:: Input data ::
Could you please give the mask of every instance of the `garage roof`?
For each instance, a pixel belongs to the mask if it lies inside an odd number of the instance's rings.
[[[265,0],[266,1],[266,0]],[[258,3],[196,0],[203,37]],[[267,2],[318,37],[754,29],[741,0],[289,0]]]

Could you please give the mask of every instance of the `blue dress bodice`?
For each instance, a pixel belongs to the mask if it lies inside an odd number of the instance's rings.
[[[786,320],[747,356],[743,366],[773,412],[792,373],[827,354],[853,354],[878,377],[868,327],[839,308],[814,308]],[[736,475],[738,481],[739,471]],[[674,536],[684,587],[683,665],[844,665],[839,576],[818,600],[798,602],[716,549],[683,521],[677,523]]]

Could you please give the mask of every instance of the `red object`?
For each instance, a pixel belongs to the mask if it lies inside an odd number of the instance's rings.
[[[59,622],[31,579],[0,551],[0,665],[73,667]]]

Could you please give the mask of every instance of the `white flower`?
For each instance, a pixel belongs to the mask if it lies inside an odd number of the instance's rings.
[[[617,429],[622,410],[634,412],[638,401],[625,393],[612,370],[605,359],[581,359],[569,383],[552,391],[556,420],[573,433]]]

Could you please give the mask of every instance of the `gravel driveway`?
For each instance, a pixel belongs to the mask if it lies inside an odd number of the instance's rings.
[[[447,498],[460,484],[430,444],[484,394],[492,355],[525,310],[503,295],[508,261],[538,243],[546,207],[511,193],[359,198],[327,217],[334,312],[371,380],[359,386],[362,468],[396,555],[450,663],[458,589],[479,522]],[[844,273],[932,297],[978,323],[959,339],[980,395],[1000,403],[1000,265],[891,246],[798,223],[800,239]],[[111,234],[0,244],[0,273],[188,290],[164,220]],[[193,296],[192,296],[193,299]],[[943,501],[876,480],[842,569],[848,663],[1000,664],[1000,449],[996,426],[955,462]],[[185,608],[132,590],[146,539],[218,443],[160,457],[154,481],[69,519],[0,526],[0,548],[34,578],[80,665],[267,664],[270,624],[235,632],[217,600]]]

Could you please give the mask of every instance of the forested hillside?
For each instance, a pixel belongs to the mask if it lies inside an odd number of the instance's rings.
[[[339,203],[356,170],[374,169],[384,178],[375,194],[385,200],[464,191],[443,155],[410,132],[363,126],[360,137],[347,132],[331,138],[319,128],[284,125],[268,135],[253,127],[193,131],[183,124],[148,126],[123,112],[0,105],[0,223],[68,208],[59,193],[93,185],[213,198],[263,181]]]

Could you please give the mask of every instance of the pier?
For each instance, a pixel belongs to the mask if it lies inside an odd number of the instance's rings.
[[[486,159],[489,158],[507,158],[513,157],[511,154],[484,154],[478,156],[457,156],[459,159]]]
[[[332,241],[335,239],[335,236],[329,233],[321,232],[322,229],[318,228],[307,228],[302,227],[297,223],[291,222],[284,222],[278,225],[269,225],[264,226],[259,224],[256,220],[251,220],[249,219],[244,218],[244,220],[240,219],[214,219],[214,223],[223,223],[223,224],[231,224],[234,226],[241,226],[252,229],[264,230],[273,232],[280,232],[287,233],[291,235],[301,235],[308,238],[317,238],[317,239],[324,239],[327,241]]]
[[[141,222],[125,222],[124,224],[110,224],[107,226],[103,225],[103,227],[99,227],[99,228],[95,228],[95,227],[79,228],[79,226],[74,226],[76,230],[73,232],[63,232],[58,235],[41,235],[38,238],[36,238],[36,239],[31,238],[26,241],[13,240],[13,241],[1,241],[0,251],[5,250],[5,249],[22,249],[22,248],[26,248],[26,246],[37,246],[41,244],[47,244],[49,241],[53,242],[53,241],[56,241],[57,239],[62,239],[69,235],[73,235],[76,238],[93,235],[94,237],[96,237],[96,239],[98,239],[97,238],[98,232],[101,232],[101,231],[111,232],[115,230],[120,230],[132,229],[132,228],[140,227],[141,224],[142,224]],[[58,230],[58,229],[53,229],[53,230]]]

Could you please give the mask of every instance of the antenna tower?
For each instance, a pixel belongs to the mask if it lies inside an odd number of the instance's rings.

:: Your objective ::
Can you write out all of the items above again, switching every "rings" to "loops" and leaving everything else unchanged?

:: The completed task ::
Could you please give the mask of every instance of the `garage roof`?
For each instance, a pixel belongs to the mask if it lies inside an odd number of the instance's loops.
[[[265,0],[266,1],[266,0]],[[258,3],[196,0],[203,37]],[[267,2],[318,37],[754,29],[741,0],[289,0]]]

Could you please give the mask of every instance of the `blue dress bodice`?
For each instance, a pixel belongs to the mask if it lies inside an odd number of the instance's loops.
[[[786,320],[747,356],[743,366],[773,412],[792,373],[827,354],[853,354],[878,377],[868,327],[839,308],[814,308]],[[736,475],[738,481],[739,471]],[[674,536],[684,587],[683,665],[844,665],[839,576],[818,600],[798,602],[716,549],[683,521],[677,523]]]

Could you please give the mask of every instance of the `red object`?
For each instance, a pixel belongs to the mask if it lies inside an odd number of the instance's loops.
[[[59,622],[31,579],[0,551],[0,665],[73,667]]]

Could you please give the mask of every instance of the `white flower`?
For each instance, a pixel belongs to the mask if it lies inside an odd number of the instance's loops.
[[[617,429],[622,410],[634,412],[638,401],[625,393],[612,370],[605,359],[581,359],[569,383],[552,391],[556,420],[573,433]]]

Could you please give the mask of every instance of the `gravel driveway`?
For each instance, a pixel belongs to the mask if it lies inside an odd number of the instance's loops.
[[[447,498],[460,484],[430,444],[484,394],[492,355],[525,310],[503,295],[508,261],[538,243],[546,207],[511,193],[359,198],[327,217],[334,312],[371,380],[359,386],[362,468],[396,555],[450,663],[458,589],[479,522]],[[844,273],[932,297],[978,323],[959,339],[980,395],[1000,403],[1000,265],[891,246],[798,223],[800,239]],[[111,234],[0,244],[0,273],[188,290],[164,220]],[[193,296],[192,296],[193,299]],[[943,501],[876,480],[842,569],[848,663],[1000,664],[1000,449],[996,426],[955,462]],[[185,608],[132,590],[146,539],[218,443],[160,457],[154,481],[69,519],[0,526],[0,548],[34,578],[80,665],[267,664],[270,624],[235,632],[217,600]]]

Could you please give the mask of every instance of the forested hillside?
For each instance, a pixel belongs to the mask if it lies inside an odd number of the instance's loops.
[[[339,203],[356,170],[374,169],[384,178],[375,194],[385,200],[464,191],[443,155],[410,132],[363,126],[360,137],[347,132],[331,138],[319,128],[284,125],[268,135],[253,127],[193,131],[183,124],[148,126],[123,112],[0,105],[0,223],[68,208],[59,193],[93,185],[213,198],[263,181]]]

Could you please give the mask of every instance of the pier?
For each instance, a pixel belongs to the mask if it lies inside an odd number of the instance's loops.
[[[486,159],[489,158],[507,158],[513,157],[511,154],[484,154],[478,156],[457,156],[459,159]]]
[[[332,241],[335,239],[335,236],[329,233],[321,232],[322,229],[318,228],[307,228],[302,227],[297,223],[291,222],[284,222],[278,225],[269,225],[264,226],[259,224],[256,220],[251,220],[249,219],[244,218],[244,220],[240,219],[214,219],[214,223],[223,223],[223,224],[231,224],[234,226],[241,226],[252,229],[264,230],[273,232],[280,232],[287,233],[291,235],[301,235],[308,238],[317,238],[317,239],[324,239],[327,241]]]
[[[141,222],[125,222],[124,224],[110,224],[107,226],[103,225],[103,227],[99,227],[99,228],[95,228],[95,227],[79,228],[79,226],[74,226],[76,230],[73,232],[63,232],[58,235],[41,235],[38,238],[36,238],[36,239],[31,238],[26,241],[13,240],[13,241],[1,241],[0,251],[5,250],[5,249],[22,249],[22,248],[26,248],[26,246],[37,246],[41,244],[47,244],[49,241],[53,242],[53,241],[56,241],[57,239],[62,239],[69,235],[73,235],[76,238],[93,235],[94,237],[96,237],[96,239],[98,239],[97,238],[98,232],[101,232],[101,231],[111,232],[115,230],[120,230],[132,229],[132,228],[140,227],[141,224],[142,224]],[[58,230],[58,229],[53,229],[53,230]]]

Could you please give the mask of every instance of the antenna tower?
For each instance, a pixel belongs to the mask if it lies inside an odd number of the instance's loops.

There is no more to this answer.